SHORT PROBLEM A: In the comparison of B-trees and LSM trees, which databases are listed as using LSM trees?

QUOTED PASSAGE:
"""
Dimension	B-Tree	LSM Tree
Write speed	Moderate (in-place update on disk)	Very fast (append to memory)
Read speed	Fast (single tree traversal)	Moderate (check multiple levels)
Write amplification	Low (update one page)	High (data rewritten during compaction)
Read amplification	Low (one path through tree)	Higher (check memtable + multiple SSTables)
Space amplification	Low	Higher (duplicates until compaction)
Best for	Read-heavy, mixed OLTP	Write-heavy (logs, analytics, time-series)
Used in	PostgreSQL, MySQL, SQL Server	Cassandra, RocksDB, LevelDB, HBase

🎯 Interview Insight

B-trees for read-heavy workloads (OLTP, web apps). LSM trees for write-heavy workloads (logging, analytics, IoT, time-series). Know the trade-off: LSM trees sacrifice read performance and increase write amplification (compaction) to achieve much faster writes. Most NoSQL databases (Cassandra, RocksDB) use LSM trees.

Composite Indexes

A composite index is an index on multiple columns. The column order is critical — it determines which queries can use the index. Think of it like a phone book sorted by last name, then first name.

Composite Index — Column Order Matterssql

CREATE INDEX idx_user_status_date ON orders(user_id, status, created_at);

-- ✅ Uses the index (leftmost prefix: user_id)
SELECT * FROM orders WHERE user_id = 42;

-- ✅ Uses the index (prefix: user_id + status)
SELECT * FROM orders WHERE user_id = 42 AND status = 'shipped';

-- ✅ Uses the full index (all 3 columns)
SELECT * FROM orders
WHERE user_id = 42 AND status = 'shipped' AND created_at > '2024-01-01';

-- ❌ CANNOT use this index (skips user_id)
SELECT * FROM orders WHERE status = 'shipped';

-- ❌ CANNOT use this index (skips user_id and status)
SELECT * FROM orders WHERE created_at > '2024-01-01';

-- ⚠️ Uses only user_id part (skips status, jumps to created_at)
SELECT * FROM orders WHERE user_id = 42 AND created_at > '2024-01-01';

📞

The Phone Book Rule

A phone book is sorted by (last_name, first_name, city). You can look up: all 'Smiths' ✅, 'Smith, John' ✅, 'Smith, John, NYC' ✅. But you CANNOT efficiently look up: all 'Johns' ❌ (first name without last name), or all people in 'NYC' ❌ (city without last name). You must use the columns from left to right — you can stop early, but you can't skip.
"""
(Picture shape labeling items)
"""
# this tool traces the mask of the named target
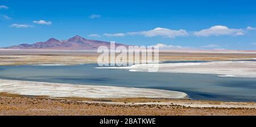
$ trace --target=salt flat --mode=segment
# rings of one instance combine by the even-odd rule
[[[97,67],[98,69],[128,69],[131,71],[148,71],[158,67],[157,72],[216,74],[220,77],[256,78],[255,61],[213,61],[135,65],[127,67]]]
[[[0,79],[0,92],[50,97],[183,99],[185,93],[155,89]]]

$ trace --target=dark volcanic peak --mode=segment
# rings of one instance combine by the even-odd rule
[[[47,41],[51,41],[51,42],[60,42],[60,41],[59,41],[59,40],[57,40],[57,39],[55,39],[55,38],[51,38],[51,39],[49,39],[49,40],[48,40],[47,41],[46,41],[46,42],[47,42]]]
[[[96,50],[100,46],[110,47],[109,42],[87,40],[76,35],[67,40],[60,41],[51,38],[45,42],[39,42],[33,44],[23,44],[5,48],[6,49],[52,49],[52,50]],[[117,46],[127,45],[116,44]]]

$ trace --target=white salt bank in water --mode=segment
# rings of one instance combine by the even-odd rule
[[[76,85],[0,79],[0,92],[50,97],[86,98],[183,99],[187,94],[177,91],[114,86]]]

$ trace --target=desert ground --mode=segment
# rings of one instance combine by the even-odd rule
[[[252,102],[0,95],[0,115],[256,115],[256,104]]]
[[[0,49],[0,65],[97,63],[96,51]],[[255,58],[256,53],[160,52],[159,61],[228,61]]]
[[[2,49],[0,50],[0,65],[97,63],[99,54],[84,51]],[[256,53],[252,52],[163,52],[159,53],[160,61],[229,61],[254,60],[255,58]],[[5,85],[6,83],[2,84]],[[3,88],[1,90],[6,90]],[[1,92],[0,115],[256,115],[255,102],[193,100],[188,98],[64,98],[43,95],[24,95],[24,93],[12,92],[11,90]]]

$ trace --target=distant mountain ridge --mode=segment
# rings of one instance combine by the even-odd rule
[[[128,45],[115,43],[115,46]],[[51,38],[45,42],[39,42],[32,44],[22,44],[18,45],[4,48],[5,49],[52,49],[52,50],[96,50],[100,46],[110,47],[110,43],[88,40],[76,35],[67,40],[60,41]]]

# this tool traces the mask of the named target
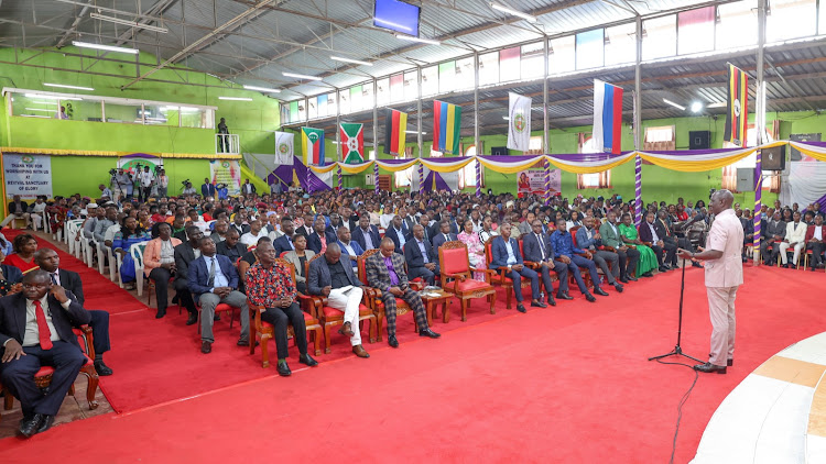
"""
SHORT PROBLEM B: Rewrite everything in the records from the line containing "in water --mode=segment" down to the end of the records, replacing "desert ground" with "sandy ground" and changing nothing else. Leave the pictures out of your answer.

FULL OUTPUT A: Cassandra, RocksDB, LevelDB, and HBase.

FULL OUTPUT B:
$ trace --target=white salt bank in water --mode=segment
# rings of one instance combine by the even-odd rule
[[[76,85],[0,79],[0,92],[50,97],[86,98],[183,99],[187,94],[177,91],[114,86]]]

$ trace --target=sandy ground --mode=segment
# rings of one instance combine by the even-odd rule
[[[252,102],[0,95],[0,115],[256,115],[256,104]]]
[[[0,49],[0,65],[97,63],[96,51]],[[255,58],[256,53],[160,52],[159,61],[228,61]]]
[[[2,49],[0,50],[0,65],[97,63],[99,54],[84,51]],[[256,53],[252,52],[163,52],[159,53],[160,61],[229,61],[254,60],[255,58]],[[5,85],[6,83],[2,84]],[[3,88],[1,90],[6,90]],[[1,92],[0,115],[256,115],[255,102],[193,100],[188,98],[64,98],[43,95],[24,95],[24,93],[12,92],[11,90]]]

$ trace --target=distant mountain ridge --mode=segment
# rings of one instance combine by the even-odd rule
[[[128,45],[115,43],[115,46]],[[51,38],[45,42],[39,42],[32,44],[22,44],[18,45],[4,48],[5,49],[52,49],[52,50],[96,50],[100,46],[110,47],[110,43],[88,40],[76,35],[67,40],[60,41]]]

# this tool traces the mask of the named target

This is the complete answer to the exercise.